— Text section —
A particle is executing simple harmonic motion along a straight line with time period T and amplitude A. The particle takes time ${\mathrm{t}}_1$ to move from $\mathrm{x}=+\mathrm{A} \mathrm{to} \mathrm{x}=+\mathrm{A}/2 \mathrm{and} {\mathrm{t}}_2$ to move from $\mathrm{x}=+\mathrm{A}/2 \mathrm{to} \mathrm{x}=0$. Then $\frac{{\mathrm{t}}_1}{{\mathrm{t}}_2}$ is equal to:

Let the equation of SHM be  x = cos $\omega$t

So the particle starts (t=0) its motion at the extreme position x = +A

When 

$$\begin{gathered} \mathrm{x}=+\frac{\mathrm{A}}{2}, \frac{\mathrm{A}}{2}=\mathrm{A} \cos \omega t_1 \\ \Rightarrow \omega t_1=\frac{\mathrm{\pi }}{3} \\ \Rightarrow {\mathrm{t}}_1=\frac{\mathrm{\pi }}{3\mathrm{\omega }}=\frac{\mathrm{T}}{6} \end{gathered}$$

When x = 0, 

$$\begin{gathered} 0=\mathrm{A} \cos \omega t_3 \\ \Rightarrow {\mathrm{t}}_3=\frac{\mathrm{\pi }}{2\mathrm{\omega }} \end{gathered}$$

$\therefore {\mathrm{t}}_2={\mathrm{t}}_3-{\mathrm{t}}_1=\frac{\mathrm{\pi }}{2\mathrm{\omega }}-\frac{\mathrm{\pi }}{3\mathrm{\omega }}=\frac{\mathrm{\pi }}{6\mathrm{\omega }}=\frac{\mathrm{\pi }}{6 \mathrm{x} {\displaystyle \frac{2\mathrm{\pi }}{\mathrm{T}}}}=\frac{\mathrm{T}}{12}$

$\therefore \frac{{\mathrm{t}}_1}{{\mathrm{t}}_2}=\frac{\mathrm{\pi }/3\mathrm{\omega }}{\mathrm{\pi }/6\mathrm{\omega }}=\frac{\mathrm{T}/6}{\mathrm{T}/12}=2$

— Material provided —

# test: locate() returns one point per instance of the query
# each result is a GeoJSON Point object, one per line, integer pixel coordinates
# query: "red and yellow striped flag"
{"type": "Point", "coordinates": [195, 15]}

— Stated task —
Answer from the simple harmonic motion problem above:
(a) At what position does the particle start its motion at t = 0?
(b) What is t1 in terms of T?
(c) What value does the ratio t1/t2 come to?

— The output —
(a) At the extreme position x = +A.
(b) T/6.
(c) 2.